REQUIRED TASK A -
Print the passage on Florida's mathematics standards from "THE STRUGGLE FOR" up to and including "for these debates.".

TEXT BLOCK -

* START *

THE STRUGGLE FOR MATHEMATICS STANDARDS: TAKING A
CLOSER LOOK
Anthony D. Thompson
East Carolina University
thompsonant@mail.ecu.edu
Abstract: The development of Florida’s mathematics standards was researched from 1994-1996 using a symbolic interactionist perspective. In the first year of development, the writing team, consisting entirely of mathematics educators, strategically used the language and structure of the standards to convey their goals for reform in mathematics education. During the second year of development, as the standards underwent revision and non-mathematics educators entered the process, numerous debates erupted. Although debates occurred primarily over issues of language, it was the multiple and symbolic meanings of the language and structure of the standards that formed the basis for these debates.
Introduction
The publication
of the National Council of Teachers of Mathematics' [NCTM] Curriculum and Evaluation Standards for School Mathematics (1989)
set off a flurry of activity in the development of standards around the United
States not only in other national subject areas, but in the revision of
standards among the states (Ravitch, 1995).
Throughout the 1990s, mathematics standards became the basis of a
variety of state systemic reform initiatives including assessment and
accountability programs. The debates
over how to write these standards and who should write them have led to “math
wars” in numerous states (see Phi Delta
Kappan, February 1999). However,
despite their importance and controversy, little is known on how mathematics
standards are conceptualized, developed, and debated within political contexts.

* END *

REQUIRED TASK B -
Output every line of the entries below without any changes, leaving out the pictures.

Source data:
* START *

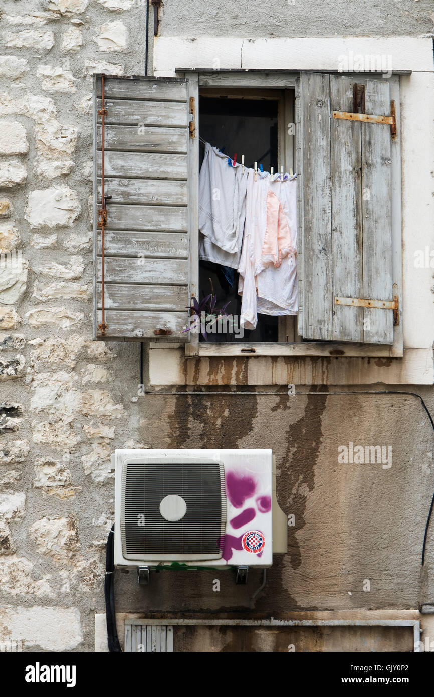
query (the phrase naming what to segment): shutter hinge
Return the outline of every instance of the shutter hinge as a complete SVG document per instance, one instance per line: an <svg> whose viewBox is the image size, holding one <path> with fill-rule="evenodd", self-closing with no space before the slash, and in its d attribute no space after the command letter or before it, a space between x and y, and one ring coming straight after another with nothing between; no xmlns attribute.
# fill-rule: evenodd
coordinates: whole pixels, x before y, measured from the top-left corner
<svg viewBox="0 0 434 697"><path fill-rule="evenodd" d="M350 112L333 112L334 118L350 121L363 121L364 123L380 123L390 126L392 140L396 139L396 108L394 100L390 102L390 116L378 116L371 114L354 114Z"/></svg>
<svg viewBox="0 0 434 697"><path fill-rule="evenodd" d="M399 298L394 296L393 300L373 300L366 298L335 298L335 305L353 307L371 307L375 309L393 309L394 326L399 324Z"/></svg>
<svg viewBox="0 0 434 697"><path fill-rule="evenodd" d="M190 97L190 138L196 137L196 102L194 97Z"/></svg>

* END *

TASK RESULT A -
THE STRUGGLE FOR MATHEMATICS STANDARDS: TAKING A
CLOSER LOOK
Anthony D. Thompson
East Carolina University
thompsonant@mail.ecu.edu
Abstract: The development of Florida’s mathematics standards was researched from 1994-1996 using a symbolic interactionist perspective. In the first year of development, the writing team, consisting entirely of mathematics educators, strategically used the language and structure of the standards to convey their goals for reform in mathematics education. During the second year of development, as the standards underwent revision and non-mathematics educators entered the process, numerous debates erupted. Although debates occurred primarily over issues of language, it was the multiple and symbolic meanings of the language and structure of the standards that formed the basis for these debates.

TASK RESULT B -
query (the phrase naming what to segment): shutter hinge
Return the outline of every instance of the shutter hinge as a complete SVG document per instance, one instance per line: an <svg> whose viewBox is the image size, holding one <path> with fill-rule="evenodd", self-closing with no space before the slash, and in its d attribute no space after the command letter or before it, a space between x and y, and one ring coming straight after another with nothing between; no xmlns attribute.
# fill-rule: evenodd
coordinates: whole pixels, x before y, measured from the top-left corner
<svg viewBox="0 0 434 697"><path fill-rule="evenodd" d="M350 112L333 112L334 118L350 121L363 121L364 123L380 123L390 126L392 140L396 139L396 108L394 100L390 102L390 116L378 116L371 114L354 114Z"/></svg>
<svg viewBox="0 0 434 697"><path fill-rule="evenodd" d="M399 298L394 296L393 300L373 300L366 298L335 298L335 305L353 307L371 307L375 309L393 309L394 326L399 324Z"/></svg>
<svg viewBox="0 0 434 697"><path fill-rule="evenodd" d="M190 97L190 138L196 137L196 102L194 97Z"/></svg>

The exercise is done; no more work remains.